▶ ANFORDERUNG 1
Wer schulte und erzog laut dem Dokumentabschnitt die höheren Mitglieder der Clans?
▶ ANFORDERUNG 2
Prüfen Sie, ob die folgenden Aussagen mit dem Dokumentabschnitt übereinstimmen. Antworten Sie jeweils mit Ja oder Nein und zitieren Sie die entscheidenden Worte des Dokumentabschnitts wörtlich.
(a) Charles Edward Stewart lebte in Frankreich im Exil.
(b) Die Clans kämpften aus romantischer Treue zum Hause des Prinzen.
(c) Die Kultur unter den Lords of the Isles war vollständig verfallen.

▶ DOKUMENTABSCHNITT
-------------------------

Die Kultur, die unter den Lords of the Isles eine Hochzeit erlebt hatte, war keineswegs komplett verfallen. Sie hatte abgenommen, doch die Clan Chiefs, ihre Nobelmänner und -frauen waren keineswegs ungebildet. Die Aos-dàna, zu deutsch die „Begabten“, also Barden, Historiker oder Ärzte, schulten und erzogen die höheren Mitglieder der Clans. Der ungebildete und barbarische Highlander, er ist eine Erfindung der späteren Sieger und der Neider.

Dennoch war der Verfall des gälischen Clansystems kaum noch aufzuhalten, zu groß wurde der kulturelle Druck anderer Mächte.

Der letzte Aufstand

Culloden Gedenkstein
Culloden Gedenkstein

Da kam ein letzter Hoffnungsträger ins Spiel: Charles Edward Stewart – „Bonnie Prince Charlie„. Der Prinz, der in Frankreich im Exil lebte, wollte die Krone Großbritanniens zurückerobern, die seinem Großvater gewaltsam genommen worden war. Unter seiner Standarte vereinten sich die westlichen Clans zum Jakobitenaufstand noch ein letztes Mal. Was oft missverstanden wird: Sie wollten nicht aus romantischer Treue zum Hause des Prinzen kämpfen, sondern um ihre Kultur und Macht zu erhalten. Sie hatten handfeste Eigeninteressen. Würden die Stewarts wieder herrschen, wäre auch ihre Macht wieder gewachsen.

-------------------------

▶ ERFASSTES MATERIAL
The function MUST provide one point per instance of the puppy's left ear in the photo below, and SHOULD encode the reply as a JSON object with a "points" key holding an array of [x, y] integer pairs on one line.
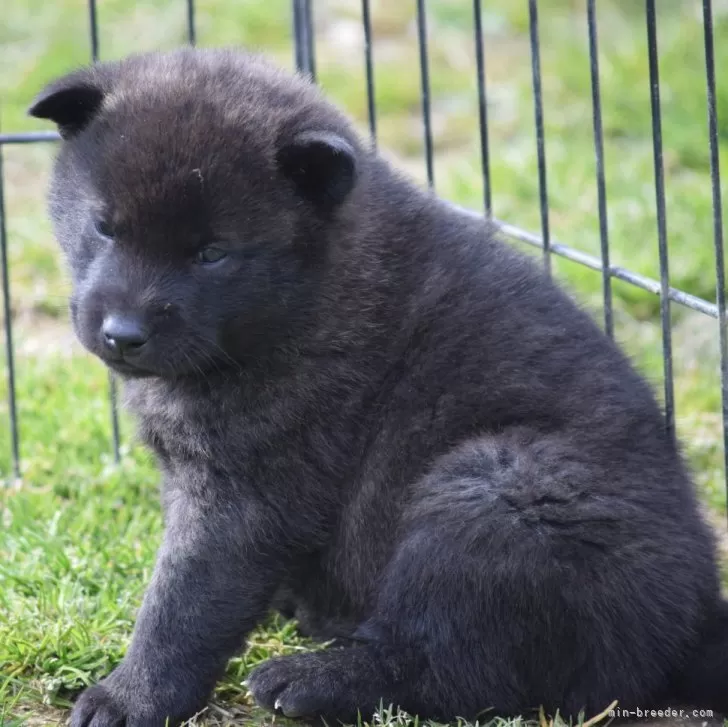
{"points": [[71, 102], [322, 165]]}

-------------------------

▶ ERWARTETE ANTWORT 1
Die Aos-dàna, also Barden, Historiker oder Ärzte.

▶ ERWARTETE ANTWORT 2
(a) Ja: „Der Prinz, der in Frankreich im Exil lebte“
(b) Nein: „Sie wollten nicht aus romantischer Treue zum Hause des Prinzen kämpfen, sondern um ihre Kultur und Macht zu erhalten.“
(c) Nein: „war keineswegs komplett verfallen“